--- The data ---

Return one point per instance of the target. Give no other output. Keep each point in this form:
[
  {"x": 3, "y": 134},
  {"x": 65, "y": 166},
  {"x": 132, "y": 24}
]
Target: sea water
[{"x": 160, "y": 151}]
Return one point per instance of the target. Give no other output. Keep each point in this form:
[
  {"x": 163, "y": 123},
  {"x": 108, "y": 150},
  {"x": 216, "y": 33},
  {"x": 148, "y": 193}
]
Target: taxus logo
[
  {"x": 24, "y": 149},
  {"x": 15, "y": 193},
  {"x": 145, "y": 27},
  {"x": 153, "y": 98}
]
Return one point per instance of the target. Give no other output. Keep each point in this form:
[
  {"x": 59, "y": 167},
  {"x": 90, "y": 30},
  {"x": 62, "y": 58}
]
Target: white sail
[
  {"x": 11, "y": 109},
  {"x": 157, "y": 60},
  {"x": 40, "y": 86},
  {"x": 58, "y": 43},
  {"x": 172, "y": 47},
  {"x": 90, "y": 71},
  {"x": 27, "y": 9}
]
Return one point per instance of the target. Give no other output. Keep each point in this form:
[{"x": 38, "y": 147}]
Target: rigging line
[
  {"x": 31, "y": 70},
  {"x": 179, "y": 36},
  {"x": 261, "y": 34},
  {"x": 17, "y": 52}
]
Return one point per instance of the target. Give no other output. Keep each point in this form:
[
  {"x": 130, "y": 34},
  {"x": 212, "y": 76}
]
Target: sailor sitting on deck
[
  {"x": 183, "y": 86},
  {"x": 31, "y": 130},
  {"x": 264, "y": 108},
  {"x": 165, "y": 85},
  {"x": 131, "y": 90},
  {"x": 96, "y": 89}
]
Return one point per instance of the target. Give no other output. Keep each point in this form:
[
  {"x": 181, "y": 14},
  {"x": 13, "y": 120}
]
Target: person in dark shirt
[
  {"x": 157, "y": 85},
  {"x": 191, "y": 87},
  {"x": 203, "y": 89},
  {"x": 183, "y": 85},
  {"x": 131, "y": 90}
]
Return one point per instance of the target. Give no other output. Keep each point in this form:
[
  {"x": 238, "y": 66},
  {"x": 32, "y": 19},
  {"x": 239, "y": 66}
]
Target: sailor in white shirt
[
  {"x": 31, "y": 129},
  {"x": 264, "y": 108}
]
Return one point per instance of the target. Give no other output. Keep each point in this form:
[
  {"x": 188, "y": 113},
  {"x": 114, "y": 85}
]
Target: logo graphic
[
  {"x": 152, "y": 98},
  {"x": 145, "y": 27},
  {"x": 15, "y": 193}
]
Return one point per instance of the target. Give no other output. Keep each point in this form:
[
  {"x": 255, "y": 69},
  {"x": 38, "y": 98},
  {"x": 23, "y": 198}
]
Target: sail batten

---

# [Exercise directions]
Copy each line of the listing verbatim.

# [Answer to this task]
Return one point per instance of the target. Give no other output. Keep each point in this form:
[
  {"x": 3, "y": 134},
  {"x": 65, "y": 166},
  {"x": 132, "y": 24}
]
Target: sea water
[{"x": 160, "y": 151}]
Return one point per instance of the target. Give no other output. Keep each point in this form:
[
  {"x": 163, "y": 123},
  {"x": 108, "y": 150},
  {"x": 216, "y": 33},
  {"x": 148, "y": 193}
]
Target: taxus logo
[
  {"x": 24, "y": 149},
  {"x": 15, "y": 193},
  {"x": 145, "y": 27},
  {"x": 153, "y": 98}
]
Return one point per instance of the target. Give no other output. Keep each point in this form:
[
  {"x": 59, "y": 167},
  {"x": 90, "y": 30},
  {"x": 62, "y": 58}
]
Target: white sail
[
  {"x": 11, "y": 109},
  {"x": 157, "y": 60},
  {"x": 40, "y": 86},
  {"x": 58, "y": 43},
  {"x": 172, "y": 47},
  {"x": 90, "y": 71},
  {"x": 27, "y": 9}
]
Return one point per instance of the target. Give no other output. Keep each point in this form:
[{"x": 38, "y": 147}]
Target: rigging line
[
  {"x": 31, "y": 70},
  {"x": 179, "y": 36},
  {"x": 261, "y": 34},
  {"x": 17, "y": 52}
]
Return one point per instance of the target. Give no other output. Keep each point in this form:
[
  {"x": 130, "y": 34},
  {"x": 212, "y": 76}
]
Target: sailor sitting on deck
[
  {"x": 183, "y": 86},
  {"x": 31, "y": 130},
  {"x": 264, "y": 108},
  {"x": 165, "y": 85},
  {"x": 131, "y": 90},
  {"x": 96, "y": 89}
]
Return one point per instance of the target. Give no other output. Keep each point in this form:
[
  {"x": 181, "y": 14},
  {"x": 13, "y": 120}
]
Target: person in dark shirt
[
  {"x": 157, "y": 85},
  {"x": 191, "y": 87},
  {"x": 203, "y": 89},
  {"x": 183, "y": 85},
  {"x": 131, "y": 90}
]
Return one point per instance of the target. Give no other output. Keep each point in this form:
[
  {"x": 238, "y": 66},
  {"x": 32, "y": 19},
  {"x": 239, "y": 66}
]
Target: sailor in white shirt
[
  {"x": 31, "y": 129},
  {"x": 264, "y": 108}
]
Return one point per instance of the target. Give no other output. Keep each point in this form:
[
  {"x": 188, "y": 113},
  {"x": 114, "y": 85}
]
Target: logo graphic
[
  {"x": 152, "y": 98},
  {"x": 145, "y": 27},
  {"x": 15, "y": 193}
]
Return one point per instance of the target. Give no other output. Keep each point in this form:
[
  {"x": 255, "y": 69},
  {"x": 38, "y": 98},
  {"x": 23, "y": 198}
]
Target: sail batten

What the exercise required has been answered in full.